>>>

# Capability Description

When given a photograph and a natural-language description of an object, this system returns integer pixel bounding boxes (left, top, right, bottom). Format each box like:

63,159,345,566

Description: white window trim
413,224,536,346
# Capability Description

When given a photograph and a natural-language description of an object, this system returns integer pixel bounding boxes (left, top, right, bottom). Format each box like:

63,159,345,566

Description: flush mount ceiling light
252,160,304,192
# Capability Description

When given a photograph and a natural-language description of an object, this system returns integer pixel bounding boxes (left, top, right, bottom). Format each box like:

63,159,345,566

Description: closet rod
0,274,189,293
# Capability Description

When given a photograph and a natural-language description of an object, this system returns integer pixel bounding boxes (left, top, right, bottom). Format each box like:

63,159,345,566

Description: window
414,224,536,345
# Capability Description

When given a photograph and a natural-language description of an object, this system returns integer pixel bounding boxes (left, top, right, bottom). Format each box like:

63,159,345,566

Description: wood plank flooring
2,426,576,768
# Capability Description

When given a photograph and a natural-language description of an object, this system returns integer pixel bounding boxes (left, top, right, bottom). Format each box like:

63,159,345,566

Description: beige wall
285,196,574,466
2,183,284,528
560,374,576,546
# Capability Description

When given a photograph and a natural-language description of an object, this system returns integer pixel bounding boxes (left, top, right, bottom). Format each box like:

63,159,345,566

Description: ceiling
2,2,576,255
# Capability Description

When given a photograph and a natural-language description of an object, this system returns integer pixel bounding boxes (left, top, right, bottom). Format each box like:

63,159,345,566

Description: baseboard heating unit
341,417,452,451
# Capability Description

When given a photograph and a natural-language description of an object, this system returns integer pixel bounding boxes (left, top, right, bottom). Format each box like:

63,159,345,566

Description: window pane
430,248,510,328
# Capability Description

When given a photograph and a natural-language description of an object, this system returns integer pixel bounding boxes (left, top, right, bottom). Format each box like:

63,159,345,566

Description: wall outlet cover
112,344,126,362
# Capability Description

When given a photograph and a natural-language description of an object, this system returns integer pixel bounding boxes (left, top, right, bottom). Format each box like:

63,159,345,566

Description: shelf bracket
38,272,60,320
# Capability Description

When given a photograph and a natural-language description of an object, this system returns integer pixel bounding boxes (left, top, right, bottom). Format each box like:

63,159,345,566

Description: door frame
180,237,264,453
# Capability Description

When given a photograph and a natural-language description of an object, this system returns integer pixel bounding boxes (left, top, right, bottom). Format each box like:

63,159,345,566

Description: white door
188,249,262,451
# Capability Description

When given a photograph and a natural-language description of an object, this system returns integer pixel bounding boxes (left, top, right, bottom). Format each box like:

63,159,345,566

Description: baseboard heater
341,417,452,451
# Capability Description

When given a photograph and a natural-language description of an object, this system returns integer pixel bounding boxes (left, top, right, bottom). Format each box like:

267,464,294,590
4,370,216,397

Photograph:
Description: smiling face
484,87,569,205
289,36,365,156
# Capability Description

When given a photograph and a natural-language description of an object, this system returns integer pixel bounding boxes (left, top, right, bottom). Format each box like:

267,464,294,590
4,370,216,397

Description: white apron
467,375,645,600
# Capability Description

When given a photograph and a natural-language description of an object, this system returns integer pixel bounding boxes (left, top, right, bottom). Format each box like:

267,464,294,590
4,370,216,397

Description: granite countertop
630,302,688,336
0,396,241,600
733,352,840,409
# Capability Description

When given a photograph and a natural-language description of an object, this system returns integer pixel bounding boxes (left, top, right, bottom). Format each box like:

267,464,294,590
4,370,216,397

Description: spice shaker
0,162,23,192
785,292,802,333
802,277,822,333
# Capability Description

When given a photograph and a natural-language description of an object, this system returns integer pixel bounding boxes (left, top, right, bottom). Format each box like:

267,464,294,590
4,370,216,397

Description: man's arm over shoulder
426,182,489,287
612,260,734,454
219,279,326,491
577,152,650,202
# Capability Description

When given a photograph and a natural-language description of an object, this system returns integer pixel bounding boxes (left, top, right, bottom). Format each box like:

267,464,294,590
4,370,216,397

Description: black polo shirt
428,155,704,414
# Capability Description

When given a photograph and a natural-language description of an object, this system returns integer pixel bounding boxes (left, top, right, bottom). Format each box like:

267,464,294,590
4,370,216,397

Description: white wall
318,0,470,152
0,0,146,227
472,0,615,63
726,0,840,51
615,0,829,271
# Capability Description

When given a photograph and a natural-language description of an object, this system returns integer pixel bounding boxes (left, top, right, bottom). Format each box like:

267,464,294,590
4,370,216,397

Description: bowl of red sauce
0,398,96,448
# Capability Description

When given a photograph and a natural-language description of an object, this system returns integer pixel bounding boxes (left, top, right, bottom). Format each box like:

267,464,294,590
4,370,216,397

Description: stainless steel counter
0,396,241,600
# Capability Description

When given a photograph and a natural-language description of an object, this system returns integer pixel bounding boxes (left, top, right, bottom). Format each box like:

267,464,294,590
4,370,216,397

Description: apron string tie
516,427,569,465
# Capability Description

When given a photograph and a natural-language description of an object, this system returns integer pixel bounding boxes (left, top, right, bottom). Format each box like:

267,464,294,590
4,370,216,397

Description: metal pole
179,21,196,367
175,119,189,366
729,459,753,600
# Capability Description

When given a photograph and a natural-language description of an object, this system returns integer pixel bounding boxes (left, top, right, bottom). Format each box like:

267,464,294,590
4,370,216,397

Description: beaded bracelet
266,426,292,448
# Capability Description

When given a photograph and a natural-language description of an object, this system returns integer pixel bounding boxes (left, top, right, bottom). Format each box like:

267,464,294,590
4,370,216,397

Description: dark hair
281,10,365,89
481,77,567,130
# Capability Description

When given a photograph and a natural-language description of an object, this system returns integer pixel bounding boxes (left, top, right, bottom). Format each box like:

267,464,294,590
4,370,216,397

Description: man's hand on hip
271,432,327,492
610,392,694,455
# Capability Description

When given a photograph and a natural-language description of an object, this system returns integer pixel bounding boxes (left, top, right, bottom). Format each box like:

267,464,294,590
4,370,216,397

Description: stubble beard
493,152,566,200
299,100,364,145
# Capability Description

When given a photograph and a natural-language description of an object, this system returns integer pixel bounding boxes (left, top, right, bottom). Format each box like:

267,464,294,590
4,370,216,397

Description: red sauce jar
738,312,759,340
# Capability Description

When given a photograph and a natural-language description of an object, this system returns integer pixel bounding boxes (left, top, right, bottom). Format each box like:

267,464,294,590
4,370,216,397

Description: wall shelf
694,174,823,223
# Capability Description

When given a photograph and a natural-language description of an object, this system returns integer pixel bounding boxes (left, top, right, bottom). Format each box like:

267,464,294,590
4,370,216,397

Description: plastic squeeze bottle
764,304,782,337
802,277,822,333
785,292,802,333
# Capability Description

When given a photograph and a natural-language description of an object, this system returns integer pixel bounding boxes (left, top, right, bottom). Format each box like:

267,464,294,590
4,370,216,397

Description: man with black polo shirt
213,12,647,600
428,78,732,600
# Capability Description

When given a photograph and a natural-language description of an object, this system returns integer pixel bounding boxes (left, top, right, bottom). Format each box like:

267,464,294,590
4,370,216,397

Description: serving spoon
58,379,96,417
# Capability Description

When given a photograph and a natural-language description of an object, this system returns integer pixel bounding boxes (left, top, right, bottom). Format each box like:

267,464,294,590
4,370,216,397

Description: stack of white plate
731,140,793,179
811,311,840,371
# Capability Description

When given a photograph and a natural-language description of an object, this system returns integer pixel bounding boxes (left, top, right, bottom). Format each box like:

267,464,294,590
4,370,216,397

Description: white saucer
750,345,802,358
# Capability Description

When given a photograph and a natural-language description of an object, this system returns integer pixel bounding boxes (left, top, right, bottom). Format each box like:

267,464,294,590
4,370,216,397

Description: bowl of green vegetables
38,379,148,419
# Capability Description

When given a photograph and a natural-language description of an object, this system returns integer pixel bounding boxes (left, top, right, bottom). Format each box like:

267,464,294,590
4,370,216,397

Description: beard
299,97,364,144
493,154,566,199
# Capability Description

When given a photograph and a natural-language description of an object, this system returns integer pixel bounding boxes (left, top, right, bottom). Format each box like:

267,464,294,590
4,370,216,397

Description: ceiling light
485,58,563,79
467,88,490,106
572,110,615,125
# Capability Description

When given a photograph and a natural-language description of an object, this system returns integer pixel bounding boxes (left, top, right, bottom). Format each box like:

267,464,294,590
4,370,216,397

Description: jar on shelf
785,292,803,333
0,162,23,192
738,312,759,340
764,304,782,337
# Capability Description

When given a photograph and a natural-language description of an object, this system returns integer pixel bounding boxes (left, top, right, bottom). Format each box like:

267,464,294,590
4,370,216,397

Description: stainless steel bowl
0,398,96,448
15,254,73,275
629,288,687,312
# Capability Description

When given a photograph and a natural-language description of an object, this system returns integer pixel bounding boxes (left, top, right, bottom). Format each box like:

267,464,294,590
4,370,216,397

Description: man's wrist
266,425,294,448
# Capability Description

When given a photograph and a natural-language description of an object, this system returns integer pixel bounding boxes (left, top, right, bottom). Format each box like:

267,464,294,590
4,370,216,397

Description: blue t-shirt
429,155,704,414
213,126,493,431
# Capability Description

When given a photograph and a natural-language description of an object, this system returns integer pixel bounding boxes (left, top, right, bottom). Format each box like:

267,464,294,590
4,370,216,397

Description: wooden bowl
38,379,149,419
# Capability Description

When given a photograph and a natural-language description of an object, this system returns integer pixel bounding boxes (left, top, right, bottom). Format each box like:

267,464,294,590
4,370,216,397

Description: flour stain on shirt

<<<

*Short task:* How many lines in the material above contain the string "polo", with case counting? Reply with the number only.

*Written answer:* 2